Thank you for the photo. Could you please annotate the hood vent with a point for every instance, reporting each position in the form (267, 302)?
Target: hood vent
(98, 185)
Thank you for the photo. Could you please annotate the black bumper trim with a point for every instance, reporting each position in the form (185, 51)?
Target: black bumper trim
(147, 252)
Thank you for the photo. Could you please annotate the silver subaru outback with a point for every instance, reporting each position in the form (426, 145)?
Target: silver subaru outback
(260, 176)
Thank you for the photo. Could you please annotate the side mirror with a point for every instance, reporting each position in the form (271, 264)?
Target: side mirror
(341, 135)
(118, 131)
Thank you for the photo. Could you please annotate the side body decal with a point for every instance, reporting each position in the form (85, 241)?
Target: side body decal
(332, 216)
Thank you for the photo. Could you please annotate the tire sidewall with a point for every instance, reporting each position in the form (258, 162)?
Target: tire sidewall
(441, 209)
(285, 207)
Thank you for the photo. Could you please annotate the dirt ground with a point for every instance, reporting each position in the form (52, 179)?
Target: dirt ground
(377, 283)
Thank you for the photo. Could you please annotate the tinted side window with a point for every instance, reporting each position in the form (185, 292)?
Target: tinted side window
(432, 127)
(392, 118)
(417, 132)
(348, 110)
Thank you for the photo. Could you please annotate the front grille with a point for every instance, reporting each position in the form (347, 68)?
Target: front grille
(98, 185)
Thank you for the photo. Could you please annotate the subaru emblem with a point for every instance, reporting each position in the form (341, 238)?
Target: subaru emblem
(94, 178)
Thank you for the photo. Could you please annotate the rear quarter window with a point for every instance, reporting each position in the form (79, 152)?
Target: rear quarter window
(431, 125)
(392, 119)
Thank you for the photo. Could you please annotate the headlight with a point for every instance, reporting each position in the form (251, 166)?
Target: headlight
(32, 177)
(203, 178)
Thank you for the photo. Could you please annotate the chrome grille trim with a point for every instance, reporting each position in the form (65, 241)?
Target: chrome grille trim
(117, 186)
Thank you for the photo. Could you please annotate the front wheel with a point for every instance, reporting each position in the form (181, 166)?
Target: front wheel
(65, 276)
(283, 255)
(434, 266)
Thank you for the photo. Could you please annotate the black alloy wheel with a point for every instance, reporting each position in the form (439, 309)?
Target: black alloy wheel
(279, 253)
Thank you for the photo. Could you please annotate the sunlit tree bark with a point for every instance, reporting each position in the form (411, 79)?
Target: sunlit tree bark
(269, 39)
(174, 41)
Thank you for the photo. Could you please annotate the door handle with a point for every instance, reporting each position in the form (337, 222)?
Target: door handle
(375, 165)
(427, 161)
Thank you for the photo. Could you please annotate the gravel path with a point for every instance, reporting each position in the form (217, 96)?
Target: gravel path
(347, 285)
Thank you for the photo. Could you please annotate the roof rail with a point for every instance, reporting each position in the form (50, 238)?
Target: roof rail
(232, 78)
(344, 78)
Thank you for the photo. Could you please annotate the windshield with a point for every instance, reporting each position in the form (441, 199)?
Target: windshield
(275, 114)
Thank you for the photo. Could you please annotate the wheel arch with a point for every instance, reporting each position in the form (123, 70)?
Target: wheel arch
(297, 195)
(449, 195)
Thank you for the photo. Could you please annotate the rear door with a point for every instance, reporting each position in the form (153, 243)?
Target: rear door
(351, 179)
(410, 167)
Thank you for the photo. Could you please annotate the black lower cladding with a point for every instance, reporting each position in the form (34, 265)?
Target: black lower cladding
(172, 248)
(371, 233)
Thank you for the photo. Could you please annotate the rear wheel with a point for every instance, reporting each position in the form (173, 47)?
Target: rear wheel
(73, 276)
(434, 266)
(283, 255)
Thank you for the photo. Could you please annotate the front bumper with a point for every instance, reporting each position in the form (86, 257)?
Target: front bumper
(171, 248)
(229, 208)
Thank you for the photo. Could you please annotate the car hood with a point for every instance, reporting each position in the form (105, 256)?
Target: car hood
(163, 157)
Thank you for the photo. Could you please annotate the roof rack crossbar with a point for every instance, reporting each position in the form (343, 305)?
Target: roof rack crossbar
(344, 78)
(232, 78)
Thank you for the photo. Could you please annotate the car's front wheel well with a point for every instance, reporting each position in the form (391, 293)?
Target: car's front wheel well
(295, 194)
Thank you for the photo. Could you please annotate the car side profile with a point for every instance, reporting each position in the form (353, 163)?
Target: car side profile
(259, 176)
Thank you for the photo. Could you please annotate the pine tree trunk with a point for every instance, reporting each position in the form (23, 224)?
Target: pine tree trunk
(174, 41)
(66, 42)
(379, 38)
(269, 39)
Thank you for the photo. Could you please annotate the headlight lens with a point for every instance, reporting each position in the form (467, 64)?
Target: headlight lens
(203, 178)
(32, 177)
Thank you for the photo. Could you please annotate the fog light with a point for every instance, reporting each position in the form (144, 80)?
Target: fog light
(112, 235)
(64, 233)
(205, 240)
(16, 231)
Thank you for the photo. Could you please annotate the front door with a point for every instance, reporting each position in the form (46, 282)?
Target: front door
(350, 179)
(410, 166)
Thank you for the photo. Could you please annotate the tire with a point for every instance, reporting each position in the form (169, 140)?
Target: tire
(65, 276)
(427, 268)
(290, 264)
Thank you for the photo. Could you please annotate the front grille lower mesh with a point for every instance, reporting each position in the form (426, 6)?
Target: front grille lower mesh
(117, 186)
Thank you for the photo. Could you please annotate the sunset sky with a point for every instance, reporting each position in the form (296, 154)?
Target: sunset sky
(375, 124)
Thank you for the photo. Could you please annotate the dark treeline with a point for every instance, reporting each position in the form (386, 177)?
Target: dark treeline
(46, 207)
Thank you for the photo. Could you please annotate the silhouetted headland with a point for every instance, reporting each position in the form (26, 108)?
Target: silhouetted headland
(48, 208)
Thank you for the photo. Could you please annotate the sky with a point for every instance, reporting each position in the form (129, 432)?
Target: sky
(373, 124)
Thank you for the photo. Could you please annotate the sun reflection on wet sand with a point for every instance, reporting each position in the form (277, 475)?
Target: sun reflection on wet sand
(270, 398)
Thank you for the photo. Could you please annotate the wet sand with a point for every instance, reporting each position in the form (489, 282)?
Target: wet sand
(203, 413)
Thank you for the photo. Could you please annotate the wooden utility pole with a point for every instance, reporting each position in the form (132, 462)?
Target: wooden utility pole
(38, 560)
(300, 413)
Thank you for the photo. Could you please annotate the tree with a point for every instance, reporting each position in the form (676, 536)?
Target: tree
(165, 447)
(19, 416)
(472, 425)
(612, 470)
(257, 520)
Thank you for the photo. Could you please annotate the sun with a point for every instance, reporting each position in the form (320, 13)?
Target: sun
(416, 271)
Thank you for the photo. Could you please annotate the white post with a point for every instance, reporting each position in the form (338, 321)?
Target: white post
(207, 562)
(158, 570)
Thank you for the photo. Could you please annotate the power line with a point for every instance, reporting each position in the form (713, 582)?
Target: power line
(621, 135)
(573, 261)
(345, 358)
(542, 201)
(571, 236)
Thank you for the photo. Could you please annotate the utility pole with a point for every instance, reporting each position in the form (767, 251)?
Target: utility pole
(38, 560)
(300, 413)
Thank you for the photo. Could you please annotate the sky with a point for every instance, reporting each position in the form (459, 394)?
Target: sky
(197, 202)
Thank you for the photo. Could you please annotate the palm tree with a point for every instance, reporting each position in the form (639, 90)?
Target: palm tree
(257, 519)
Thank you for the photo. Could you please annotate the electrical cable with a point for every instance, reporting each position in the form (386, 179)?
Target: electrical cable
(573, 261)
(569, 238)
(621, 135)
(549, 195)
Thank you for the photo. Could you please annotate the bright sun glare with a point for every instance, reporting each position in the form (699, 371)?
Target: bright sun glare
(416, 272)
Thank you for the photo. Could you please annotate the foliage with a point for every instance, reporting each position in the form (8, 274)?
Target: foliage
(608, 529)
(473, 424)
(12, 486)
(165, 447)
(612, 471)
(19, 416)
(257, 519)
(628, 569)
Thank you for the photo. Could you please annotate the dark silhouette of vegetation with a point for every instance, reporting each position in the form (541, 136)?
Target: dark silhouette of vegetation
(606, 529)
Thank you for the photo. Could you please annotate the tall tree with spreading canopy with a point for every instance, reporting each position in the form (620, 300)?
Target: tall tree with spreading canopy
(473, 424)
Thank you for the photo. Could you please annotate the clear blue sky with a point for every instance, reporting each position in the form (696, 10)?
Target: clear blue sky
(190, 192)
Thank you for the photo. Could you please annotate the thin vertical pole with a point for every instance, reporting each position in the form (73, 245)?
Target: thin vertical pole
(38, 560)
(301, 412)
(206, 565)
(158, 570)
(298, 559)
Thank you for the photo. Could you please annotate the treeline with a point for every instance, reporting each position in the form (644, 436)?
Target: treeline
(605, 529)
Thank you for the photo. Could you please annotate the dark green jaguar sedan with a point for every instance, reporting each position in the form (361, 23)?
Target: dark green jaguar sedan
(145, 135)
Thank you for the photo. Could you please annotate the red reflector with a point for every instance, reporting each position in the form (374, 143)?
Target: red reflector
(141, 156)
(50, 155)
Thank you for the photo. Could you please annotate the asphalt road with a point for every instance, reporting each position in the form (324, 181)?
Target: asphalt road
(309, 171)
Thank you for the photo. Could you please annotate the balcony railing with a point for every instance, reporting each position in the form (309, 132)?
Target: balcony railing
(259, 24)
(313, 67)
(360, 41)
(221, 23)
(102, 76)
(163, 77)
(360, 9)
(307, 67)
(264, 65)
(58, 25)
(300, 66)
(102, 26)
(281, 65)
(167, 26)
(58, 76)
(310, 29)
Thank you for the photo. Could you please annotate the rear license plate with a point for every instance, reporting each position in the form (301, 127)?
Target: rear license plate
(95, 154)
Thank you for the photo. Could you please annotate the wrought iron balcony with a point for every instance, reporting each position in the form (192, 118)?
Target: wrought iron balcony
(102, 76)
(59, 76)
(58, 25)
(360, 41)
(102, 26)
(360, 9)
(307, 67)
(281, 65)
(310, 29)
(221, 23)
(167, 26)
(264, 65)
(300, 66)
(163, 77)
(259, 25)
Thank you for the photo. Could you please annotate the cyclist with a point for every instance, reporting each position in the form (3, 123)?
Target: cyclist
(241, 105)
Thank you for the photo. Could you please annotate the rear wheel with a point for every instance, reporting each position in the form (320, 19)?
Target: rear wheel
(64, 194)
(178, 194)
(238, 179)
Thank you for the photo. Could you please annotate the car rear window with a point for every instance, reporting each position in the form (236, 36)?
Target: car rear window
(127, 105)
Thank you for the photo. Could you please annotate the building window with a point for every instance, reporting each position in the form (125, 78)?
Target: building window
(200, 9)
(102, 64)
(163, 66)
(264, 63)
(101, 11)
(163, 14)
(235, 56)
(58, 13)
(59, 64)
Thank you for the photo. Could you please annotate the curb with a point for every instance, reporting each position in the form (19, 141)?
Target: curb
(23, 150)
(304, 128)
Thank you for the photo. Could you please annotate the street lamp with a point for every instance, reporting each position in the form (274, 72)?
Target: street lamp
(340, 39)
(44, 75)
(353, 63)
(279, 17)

* * * *

Exercise requirements ▸
Give back exactly the lines starting at the one with "form (236, 36)?" and running to the end of the listing. Include both ends.

Output of the exercise ▸
Thank you for the photo. Could you please annotate the car rear window with a point for every instance, reporting each position in the form (236, 36)?
Target: car rear window
(127, 105)
Thank you for the photo. Could you please annotate the building window with a point for every instance, reporting each position in the form (125, 78)?
Target: building window
(200, 9)
(102, 64)
(163, 66)
(264, 63)
(101, 11)
(163, 14)
(235, 56)
(58, 13)
(59, 64)
Thank you for the photo. Could you please annotate the curb with a point for every instance, reporting each position in the form (19, 141)?
Target: curb
(23, 150)
(304, 128)
Thank you for the photo. Could you please annotate the street lamp with a point for every instance, reporting each position in the form (274, 72)?
Target: street lamp
(340, 39)
(44, 75)
(353, 63)
(279, 17)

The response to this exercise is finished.